*Exercise prompt*
Would you write out all the records again, exactly?

*Dataset records*
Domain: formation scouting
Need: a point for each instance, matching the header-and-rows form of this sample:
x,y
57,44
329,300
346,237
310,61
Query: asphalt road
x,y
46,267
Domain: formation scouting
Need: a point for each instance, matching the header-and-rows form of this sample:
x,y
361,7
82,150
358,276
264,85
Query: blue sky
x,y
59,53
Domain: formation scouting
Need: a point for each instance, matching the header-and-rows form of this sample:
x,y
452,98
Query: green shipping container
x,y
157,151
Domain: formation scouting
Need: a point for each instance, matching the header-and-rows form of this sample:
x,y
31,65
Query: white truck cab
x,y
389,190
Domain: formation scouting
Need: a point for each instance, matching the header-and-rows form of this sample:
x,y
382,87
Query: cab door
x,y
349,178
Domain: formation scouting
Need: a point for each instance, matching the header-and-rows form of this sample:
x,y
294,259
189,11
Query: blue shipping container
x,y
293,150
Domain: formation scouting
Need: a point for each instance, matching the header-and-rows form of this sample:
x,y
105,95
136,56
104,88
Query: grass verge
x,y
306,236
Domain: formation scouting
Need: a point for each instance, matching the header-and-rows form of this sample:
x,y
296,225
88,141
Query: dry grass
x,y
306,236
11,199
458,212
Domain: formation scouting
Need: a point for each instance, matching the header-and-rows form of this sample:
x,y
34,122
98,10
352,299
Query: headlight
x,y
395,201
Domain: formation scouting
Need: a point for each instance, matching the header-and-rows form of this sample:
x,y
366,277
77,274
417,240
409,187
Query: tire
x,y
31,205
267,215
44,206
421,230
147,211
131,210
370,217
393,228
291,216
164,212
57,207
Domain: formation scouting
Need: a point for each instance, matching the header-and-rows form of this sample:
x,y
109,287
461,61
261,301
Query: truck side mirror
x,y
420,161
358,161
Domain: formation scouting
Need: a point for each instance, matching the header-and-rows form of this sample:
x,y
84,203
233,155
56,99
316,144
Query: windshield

*Exercise output*
Domain: formation scouting
Need: a point for each instance, matching the header-and-rows form of this sample:
x,y
57,44
329,300
346,237
310,61
Query: asphalt road
x,y
46,267
Domain: formation scouting
Need: a point for each instance, matching the header-and-rows form of this sample:
x,y
361,7
82,150
358,276
264,85
Query: blue sky
x,y
59,53
Domain: formation scouting
Need: a point for each instance, matching the header-and-rows form of this sample:
x,y
452,98
Query: green shipping container
x,y
157,151
Domain: formation scouting
Need: a point for each instance, matching the header-and-rows form of this sample:
x,y
31,65
Query: white truck cab
x,y
389,190
Domain: formation scouting
Need: a point for each instance, matching the header-and-rows form of this sample:
x,y
382,87
Query: cab door
x,y
349,178
Domain: formation scouting
Need: a point for each instance, matching the header-and-rows form of this sample:
x,y
294,259
189,11
Query: blue shipping container
x,y
293,150
Domain: formation scouting
Need: a point for each instance, matching the header-and-rows form of this sample:
x,y
105,95
136,56
104,88
Query: grass verge
x,y
306,236
Domain: formation scouting
Need: a point for each instance, matching the header-and-rows form of this sample:
x,y
296,225
88,141
Query: dry grass
x,y
306,236
11,199
458,212
Domain: formation scouting
Need: a point for each instance, matching the header-and-rows form of this sample:
x,y
34,122
98,10
352,299
Query: headlight
x,y
395,201
Domain: formation scouting
Need: a point for each instance, matching the header-and-rows form of this sample:
x,y
366,277
77,274
417,240
409,187
Query: tire
x,y
31,205
267,215
44,206
421,230
147,211
131,210
370,217
393,228
291,216
164,212
57,207
Domain: formation scouting
Need: a point for each instance, matching the header-and-rows form of this sample:
x,y
109,287
461,61
261,301
Query: truck side mirror
x,y
420,161
358,161
Domain: formation scouting
Need: a point for each instance, matching the header-and-rows form of this sample:
x,y
84,203
233,155
56,99
316,144
Query: windshield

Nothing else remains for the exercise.